(Image point grounding data)
▼
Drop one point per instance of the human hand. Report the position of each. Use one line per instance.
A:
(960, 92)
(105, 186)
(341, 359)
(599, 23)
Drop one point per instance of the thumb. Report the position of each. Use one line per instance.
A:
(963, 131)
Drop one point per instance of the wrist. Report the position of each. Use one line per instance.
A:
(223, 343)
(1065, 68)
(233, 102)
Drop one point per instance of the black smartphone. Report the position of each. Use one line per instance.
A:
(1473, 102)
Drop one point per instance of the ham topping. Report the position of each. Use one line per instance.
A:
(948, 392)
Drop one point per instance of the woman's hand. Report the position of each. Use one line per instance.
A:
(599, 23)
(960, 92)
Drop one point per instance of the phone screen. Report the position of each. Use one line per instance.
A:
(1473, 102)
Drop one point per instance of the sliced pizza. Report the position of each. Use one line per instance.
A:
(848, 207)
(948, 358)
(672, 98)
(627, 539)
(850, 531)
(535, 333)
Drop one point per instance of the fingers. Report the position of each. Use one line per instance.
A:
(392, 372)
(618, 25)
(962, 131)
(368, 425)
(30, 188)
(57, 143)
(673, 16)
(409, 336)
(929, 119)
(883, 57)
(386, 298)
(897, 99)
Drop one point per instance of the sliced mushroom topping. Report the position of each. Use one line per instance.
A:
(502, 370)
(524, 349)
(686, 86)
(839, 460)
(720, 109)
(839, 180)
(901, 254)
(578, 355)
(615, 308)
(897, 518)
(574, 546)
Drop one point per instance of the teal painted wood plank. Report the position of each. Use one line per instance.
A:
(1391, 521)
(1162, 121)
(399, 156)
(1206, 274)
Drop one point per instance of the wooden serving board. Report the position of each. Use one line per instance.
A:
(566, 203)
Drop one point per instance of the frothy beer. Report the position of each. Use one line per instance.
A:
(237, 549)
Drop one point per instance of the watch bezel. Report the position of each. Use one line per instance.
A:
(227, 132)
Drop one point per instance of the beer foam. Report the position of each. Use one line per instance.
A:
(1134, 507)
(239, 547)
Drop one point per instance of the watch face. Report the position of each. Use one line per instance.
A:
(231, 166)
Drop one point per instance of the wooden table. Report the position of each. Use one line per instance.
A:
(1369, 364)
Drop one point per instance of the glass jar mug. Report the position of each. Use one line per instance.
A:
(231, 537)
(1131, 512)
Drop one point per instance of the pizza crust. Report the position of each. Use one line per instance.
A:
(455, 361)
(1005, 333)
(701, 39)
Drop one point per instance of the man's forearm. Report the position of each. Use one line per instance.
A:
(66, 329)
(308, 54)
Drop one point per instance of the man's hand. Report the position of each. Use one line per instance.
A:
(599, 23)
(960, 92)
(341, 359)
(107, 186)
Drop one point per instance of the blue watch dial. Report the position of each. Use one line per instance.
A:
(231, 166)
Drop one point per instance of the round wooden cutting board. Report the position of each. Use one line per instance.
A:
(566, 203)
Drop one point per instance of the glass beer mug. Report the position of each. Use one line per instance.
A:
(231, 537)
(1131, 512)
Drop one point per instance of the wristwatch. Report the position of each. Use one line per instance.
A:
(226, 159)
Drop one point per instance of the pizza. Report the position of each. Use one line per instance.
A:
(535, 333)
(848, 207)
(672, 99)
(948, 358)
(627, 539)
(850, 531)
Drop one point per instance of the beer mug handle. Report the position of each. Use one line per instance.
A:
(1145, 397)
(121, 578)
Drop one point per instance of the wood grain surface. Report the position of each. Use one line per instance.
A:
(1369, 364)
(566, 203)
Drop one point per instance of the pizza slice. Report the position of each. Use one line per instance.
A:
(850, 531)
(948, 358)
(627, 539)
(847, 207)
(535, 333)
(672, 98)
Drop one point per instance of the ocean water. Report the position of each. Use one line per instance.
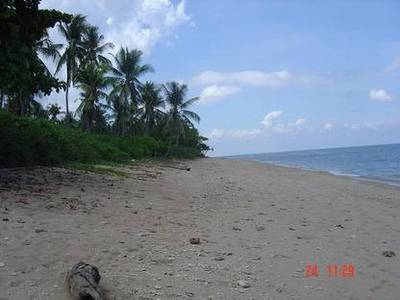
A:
(378, 162)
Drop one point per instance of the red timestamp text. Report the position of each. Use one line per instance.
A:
(331, 270)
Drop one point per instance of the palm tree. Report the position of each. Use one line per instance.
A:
(74, 52)
(179, 115)
(127, 71)
(53, 110)
(93, 82)
(47, 49)
(93, 47)
(121, 111)
(151, 103)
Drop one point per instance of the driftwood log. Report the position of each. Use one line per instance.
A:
(83, 282)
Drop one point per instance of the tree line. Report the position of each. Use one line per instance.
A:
(112, 97)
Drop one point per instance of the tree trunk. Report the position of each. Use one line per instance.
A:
(66, 98)
(83, 282)
(1, 99)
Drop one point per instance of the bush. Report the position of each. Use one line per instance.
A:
(26, 141)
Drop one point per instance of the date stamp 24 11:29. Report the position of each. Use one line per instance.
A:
(334, 271)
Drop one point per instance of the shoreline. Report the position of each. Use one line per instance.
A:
(259, 226)
(359, 178)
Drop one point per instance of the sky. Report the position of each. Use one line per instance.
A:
(272, 75)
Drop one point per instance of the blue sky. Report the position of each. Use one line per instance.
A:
(272, 75)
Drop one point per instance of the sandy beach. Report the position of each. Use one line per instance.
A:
(261, 227)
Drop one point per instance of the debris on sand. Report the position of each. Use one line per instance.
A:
(194, 241)
(243, 284)
(388, 253)
(82, 282)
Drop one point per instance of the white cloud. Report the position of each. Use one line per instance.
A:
(215, 92)
(255, 78)
(362, 125)
(133, 23)
(151, 21)
(268, 119)
(328, 126)
(110, 20)
(269, 126)
(395, 65)
(380, 95)
(216, 134)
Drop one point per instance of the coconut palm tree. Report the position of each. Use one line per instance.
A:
(127, 70)
(53, 110)
(121, 111)
(74, 52)
(94, 47)
(179, 115)
(151, 103)
(93, 82)
(47, 49)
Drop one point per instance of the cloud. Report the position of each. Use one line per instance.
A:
(215, 92)
(395, 65)
(380, 95)
(363, 125)
(133, 23)
(268, 119)
(216, 134)
(269, 126)
(254, 78)
(328, 126)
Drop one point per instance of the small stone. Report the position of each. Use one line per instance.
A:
(243, 284)
(388, 253)
(194, 241)
(260, 228)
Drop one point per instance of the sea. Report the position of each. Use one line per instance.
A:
(375, 162)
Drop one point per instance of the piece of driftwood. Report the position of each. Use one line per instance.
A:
(178, 167)
(83, 282)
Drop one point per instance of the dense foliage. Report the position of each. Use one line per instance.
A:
(118, 117)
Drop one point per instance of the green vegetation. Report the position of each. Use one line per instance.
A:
(119, 118)
(98, 169)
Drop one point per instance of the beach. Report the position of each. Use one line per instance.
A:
(266, 232)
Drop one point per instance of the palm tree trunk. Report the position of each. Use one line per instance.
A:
(66, 98)
(1, 99)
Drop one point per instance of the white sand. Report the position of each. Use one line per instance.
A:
(257, 223)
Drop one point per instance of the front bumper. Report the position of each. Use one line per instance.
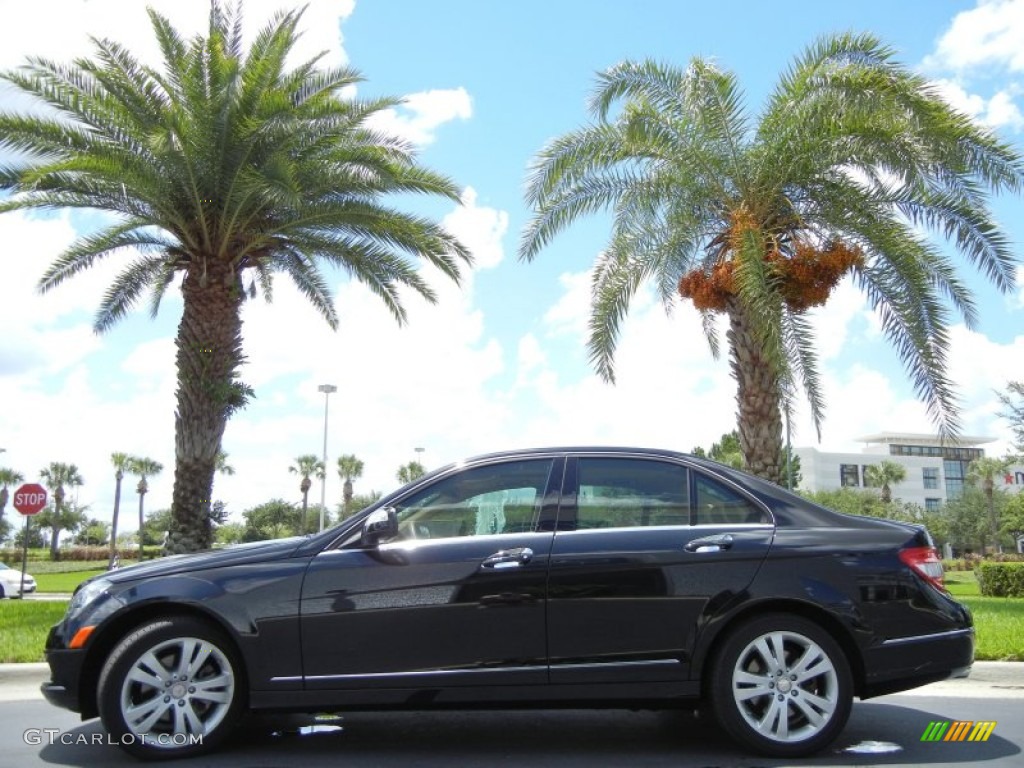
▲
Your copy of the records must be exact and must contain no pictures.

Drop one point per instance of the human hand. Report the position of each. Use one line per instance.
A:
(960, 92)
(105, 186)
(341, 359)
(599, 23)
Drop one point per instance of the thumb. Report the position of each. Use one line per instance.
A:
(963, 131)
Drop one point per instance of the wrist. Report the position of each. Use one line per instance.
A:
(223, 343)
(1065, 68)
(233, 102)
Drop one point per instance of the black smartphone. Report the position of each. Use one line per instance.
A:
(1473, 102)
Drop one point per instance of the ham topping. Report the position of each. Use one line per instance.
A:
(948, 392)
Drop one point per instance of the woman's hand. Report the position of each. Use one line per instance.
A:
(599, 23)
(960, 92)
Drop one point per instance of the phone screen. Report the position of each. Use one line per instance.
A:
(1473, 102)
Drop one point per instance of the sliced pizza. Report the position of each. Use one line per instance.
A:
(848, 207)
(948, 358)
(672, 98)
(627, 539)
(850, 531)
(535, 333)
Drop one point per instance of the fingers. Report the position of each. Use one line per instance.
A:
(392, 372)
(618, 25)
(962, 131)
(368, 425)
(30, 188)
(57, 143)
(673, 16)
(409, 336)
(929, 119)
(883, 57)
(386, 298)
(897, 99)
Drop one point per instance of the sliced mushroom topping. Report the position of each. Use one line per instance.
A:
(502, 370)
(524, 349)
(686, 86)
(839, 460)
(720, 109)
(839, 180)
(901, 254)
(578, 355)
(615, 308)
(897, 518)
(574, 546)
Drop one point per instance of the teal painted wood plank. Report the position of each. Use one line per instance.
A:
(1391, 521)
(1162, 121)
(399, 156)
(1206, 274)
Drop one point per instance of the wooden serving board. Report the position of each. Use one line per instance.
A:
(566, 203)
Drop one point per instance of the frothy beer. Report the position of each. Use one line per instance.
A:
(237, 549)
Drop one point per instance of the watch bezel. Report the position of each. Use one line per instance.
A:
(227, 132)
Drop one point per instance of the beer foam. Report the position of each. Use one line per instance.
A:
(1134, 507)
(239, 547)
Drop one point per instance of the watch face. Report the position of each. Use one line per instance.
A:
(231, 166)
Drop one point per instance of the wooden table. Report the position of each. Use one line per instance.
A:
(1369, 364)
Drop one point per instance of the glass jar mug. Report the position of each. Use one line per instance.
A:
(231, 537)
(1131, 512)
Drop one point per instance of the pizza crust. Report the position of each. Use one line per instance.
A:
(455, 361)
(1005, 333)
(701, 39)
Drop one point per instance of the man's forearm. Report the position of each. Use one line per instance.
A:
(66, 329)
(308, 54)
Drop one point per instance of the man's hand. Report the position of each. Use one line per instance.
A:
(599, 23)
(960, 92)
(341, 359)
(107, 186)
Drop one point per instance of the blue watch dial. Report the position of each. Use one line per instance.
A:
(231, 166)
Drop one point per instance of the round wooden cutting board. Report the position of each. Use one line per instance.
A:
(566, 203)
Drop one point per instance of the glass beer mug. Report the position of each. Use one line per instance.
A:
(231, 537)
(1131, 512)
Drop one point per instance of the wristwatch. Report the position of each. Use one line per instance.
A:
(226, 159)
Drop one point per instance of the pizza. Report the position of each. Use one line per instance.
A:
(535, 333)
(848, 207)
(672, 99)
(948, 358)
(627, 539)
(850, 531)
Drop one point per instance of the beer mug handle. Report the position of each. Use one line per instance.
A:
(1145, 397)
(121, 578)
Drop one point per instance of the wood grain surface. Report the position of each. Use one line per instance.
A:
(1369, 364)
(566, 203)
Drop one point per instance of the pizza slice. Report the position of each. Use one line per instance.
A:
(850, 531)
(948, 358)
(627, 539)
(847, 207)
(535, 333)
(672, 98)
Drop one point per instance of the ocean water. Report the position of each. Use one line per instance.
A:
(378, 162)
Drop one point per instance of the red timestamp text. Report the position of each. Use one line per instance.
A:
(331, 270)
Drop one point per instance of the palm tree. Report the position of each. Use one line per instance.
A:
(74, 52)
(179, 115)
(127, 71)
(53, 110)
(93, 82)
(47, 49)
(93, 47)
(121, 111)
(151, 103)
Drop one point per instance of the driftwood log. Report the position of each. Use one line per instance.
A:
(83, 282)
Drop one point per instance of the tree line. Report the position of each. Use one line per instance.
A:
(112, 97)
Drop one point per instance of the tree trunk. Report the position of each. Use one line per instance.
A:
(66, 98)
(83, 282)
(1, 99)
Drop one point per instance of the bush. Report the position of each. Use one line per instance.
A:
(26, 141)
Drop one point per instance of the date stamp 24 11:29. Report the position of each. Use one line per instance.
A:
(334, 271)
Drop one point per instance of the shoreline. Report the position of each. Use one line per instance.
A:
(259, 226)
(359, 178)
Drop one point per instance of the sky. Report the position of each. Use one line per instance.
A:
(272, 75)
Drop one point per instance of the blue sky. Report the position of each. Use one line per instance.
A:
(272, 75)
Drop one point per instance of the sandy beach. Report the position of each. Use one line per instance.
A:
(261, 227)
Drop one point per instance of the debris on sand. Report the position of each. Use one line per instance.
A:
(194, 241)
(243, 284)
(388, 253)
(82, 282)
Drop one point per instance of the white cloud. Report the position of each. Use one line per instance.
A:
(215, 92)
(255, 78)
(362, 125)
(133, 23)
(151, 21)
(268, 119)
(328, 126)
(110, 20)
(269, 126)
(395, 65)
(380, 95)
(216, 134)
Drop one point per instance of the coconut palm tree. Report the position of each. Use one line per instance.
A:
(127, 70)
(53, 110)
(121, 111)
(74, 52)
(94, 47)
(179, 115)
(151, 103)
(93, 82)
(47, 49)
Drop one point per instance of the cloud. Report the position of each. Use one line per instance.
A:
(215, 92)
(395, 65)
(380, 95)
(363, 125)
(133, 23)
(268, 119)
(216, 134)
(269, 126)
(254, 78)
(328, 126)
Drop one point per instance of the small stone. Report the position of each. Use one line per instance.
A:
(243, 284)
(388, 253)
(194, 241)
(260, 228)
Drop one point per instance of the sea. Report the position of each. Use one line per instance.
A:
(375, 162)
Drop one point per instance of the piece of driftwood. Report the position of each. Use one line per instance.
A:
(178, 167)
(83, 282)
Drop one point per instance of the dense foliage. Report the position of each. Use one line per instance.
A:
(118, 117)
Drop one point per instance of the green vegetation. Report the position of each. Use one line per instance.
A:
(119, 118)
(98, 169)
Drop one point per instance of the beach. Report the position of each. Use one line per instance.
A:
(266, 232)
Drop one point per instance of the palm tree trunk. Report the position of each. Use one line per instance.
A:
(66, 98)
(1, 99)
Drop one point per instance of the white sand. Report the position of each. Use one line per instance.
A:
(257, 223)
Drop one point per instance of the front bumper. Report the position of each. Use one line per instance.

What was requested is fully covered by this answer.